SOURCE DOCUMENT:
--- BEGIN ---

Particulars regarding the organization and management of the joint venture: It
is important to clearly discuss and agree on organizational matters of the
joint venture company at the outset as this will determine the role and control
mechanisms by the
partners,
such as:
•
Business obligations by the parties, such as capital contribution, provision of
services and ongoing duties
•
Determining the company’s board of directors and board of commissioners
•
Requirements for periodic meetings of shareholders, board of directors and
commissioners, including a quorum for such meetings
•
Defining special or reserved matters, which would require certain majority
decisions of directors, commissioners and/or shareholders
On
the topic of management obligations, it should be noted that the role of
company director and commissioner are not to be taken lightly. Each member of
the board may be held personally liable for losses suffered by the company due
to negligent errors in management (Article 97 and 108 of Law No. 40 of 2007).
It is important to note that there is no limitation of such responsibility to
‘gross negligence’.
A
director or commissioner may be excused from this liability only where they can
prove that the losses were not caused by their mistakes or negligence, which in
practice might be a difficult task to accomplish and which would require them
to prove that
•
They have managed the company affairs in good faith and in the interest of the
company;
•
That there were no direct or indirect conflicts of interest in respect of the
act causing the losses; and
•
That they acted to prevent the losses from occurring and continuing
Matters relating to shares: A JVA would also regulate general matters
with regard to dealing with shares by the partners.
. The
partners may agree a lock-in period, i.e. a certain time within which no
partner shall transfer his/her interest and shares in order to allow an initial
set-up and establishment phase for the joint venture
•
The partners may agree on a general prohibition on share transfers without the
consent of the other partner(s) with the exception of a transfer of shares to a
subsidiary owned by the same partner.
•
Often a prohibition to pledge or mortgage shares is agreed to prevent
encumbrances of the shares, which may negatively effect the status and standing
of the PMA and joint venture
•
The JVA may also contain a share buy-sell provision and clearly set out its
terms and procedures, such as notification requirements, right of first refusal
or terms under which a partner can compel a sale of shares.
Specific Restrictions: In order to ensure the success of a joint venture
and full commitment by the partners, the JVA may provide for restrictive
covenants such as:
•
Partners must refrain from engaging directly or indirectly in activities
competitive with the joint venture business unless with prior approval by the
other partner(s)

--- END ---

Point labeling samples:
--- BEGIN ---

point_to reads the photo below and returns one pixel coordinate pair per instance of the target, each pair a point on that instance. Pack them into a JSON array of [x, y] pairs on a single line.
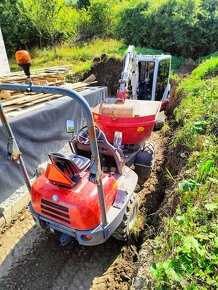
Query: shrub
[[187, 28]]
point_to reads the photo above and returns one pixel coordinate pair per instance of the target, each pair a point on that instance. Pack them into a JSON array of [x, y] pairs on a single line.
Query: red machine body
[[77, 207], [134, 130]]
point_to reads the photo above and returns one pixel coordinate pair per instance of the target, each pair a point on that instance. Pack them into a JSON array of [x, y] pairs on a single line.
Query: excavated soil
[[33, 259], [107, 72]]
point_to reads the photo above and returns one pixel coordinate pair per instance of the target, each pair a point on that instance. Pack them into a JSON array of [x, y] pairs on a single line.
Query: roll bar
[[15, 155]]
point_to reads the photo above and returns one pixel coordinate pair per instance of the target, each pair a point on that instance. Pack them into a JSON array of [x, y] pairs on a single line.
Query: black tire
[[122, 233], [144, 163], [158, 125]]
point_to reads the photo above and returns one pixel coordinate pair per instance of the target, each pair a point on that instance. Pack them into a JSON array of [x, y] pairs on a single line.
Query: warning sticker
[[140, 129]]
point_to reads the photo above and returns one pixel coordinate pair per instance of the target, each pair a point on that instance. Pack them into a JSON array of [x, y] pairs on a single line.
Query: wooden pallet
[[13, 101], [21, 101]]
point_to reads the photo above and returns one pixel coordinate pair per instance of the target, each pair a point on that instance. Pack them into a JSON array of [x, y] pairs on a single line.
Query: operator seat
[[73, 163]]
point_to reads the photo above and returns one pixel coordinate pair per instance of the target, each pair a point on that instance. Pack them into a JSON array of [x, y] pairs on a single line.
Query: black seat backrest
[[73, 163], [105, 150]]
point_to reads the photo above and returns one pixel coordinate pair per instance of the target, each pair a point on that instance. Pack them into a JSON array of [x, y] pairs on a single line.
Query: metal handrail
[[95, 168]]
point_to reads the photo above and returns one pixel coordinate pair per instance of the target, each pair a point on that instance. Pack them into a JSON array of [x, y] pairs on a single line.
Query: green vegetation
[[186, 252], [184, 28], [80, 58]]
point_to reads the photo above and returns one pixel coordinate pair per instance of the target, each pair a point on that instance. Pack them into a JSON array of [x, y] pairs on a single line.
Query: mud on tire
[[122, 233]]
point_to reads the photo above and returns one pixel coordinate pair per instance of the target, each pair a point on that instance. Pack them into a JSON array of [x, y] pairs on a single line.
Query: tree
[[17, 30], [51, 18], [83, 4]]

--- END ---
--- BEGIN ---

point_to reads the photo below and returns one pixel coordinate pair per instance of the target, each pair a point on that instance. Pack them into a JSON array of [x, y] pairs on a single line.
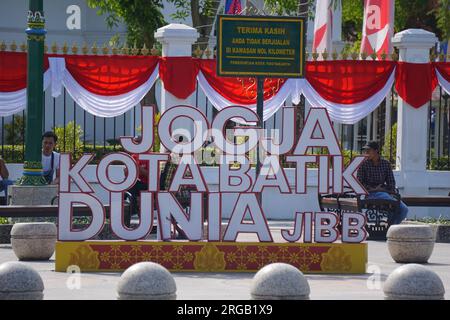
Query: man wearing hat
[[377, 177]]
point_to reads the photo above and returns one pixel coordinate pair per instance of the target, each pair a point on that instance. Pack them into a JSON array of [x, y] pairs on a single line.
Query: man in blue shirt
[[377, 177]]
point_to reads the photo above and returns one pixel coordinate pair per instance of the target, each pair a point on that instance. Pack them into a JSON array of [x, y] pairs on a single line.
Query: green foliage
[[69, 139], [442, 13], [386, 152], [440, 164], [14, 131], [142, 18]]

--- END ---

SET TASKS:
1. Using the joint venture text, say whether each statement agrees with it. Answer yes or no for each and quote the words that decide it.
(a) A member of the board can be held personally liable for company losses caused by negligent errors in management.
(b) A board member's responsibility applies only in cases of gross negligence.
(c) The general ban on share transfers also covers a transfer to a subsidiary owned by the same partner.
2. Answer these questions from the joint venture text.
(a) Which articles and law are given for the personal liability of board members?
(b) What is a lock-in period meant to allow?
(c) What must partners refrain from unless the other partner or partners approve it first?
The records are not needed for any of this.

EXPECTED RESULTS:
1.
(a) Yes: "Each member of the board may be held personally liable for losses suffered by the company due to negligent errors in management"
(b) No: "there is no limitation of such responsibility to ‘gross negligence’"
(c) No: "with the exception of a transfer of shares to a subsidiary owned by the same partner"

2.
(a) Article 97 and 108 of Law No. 40 of 2007.
(b) An initial set-up and establishment phase for the joint venture.
(c) Engaging directly or indirectly in activities competitive with the joint venture business.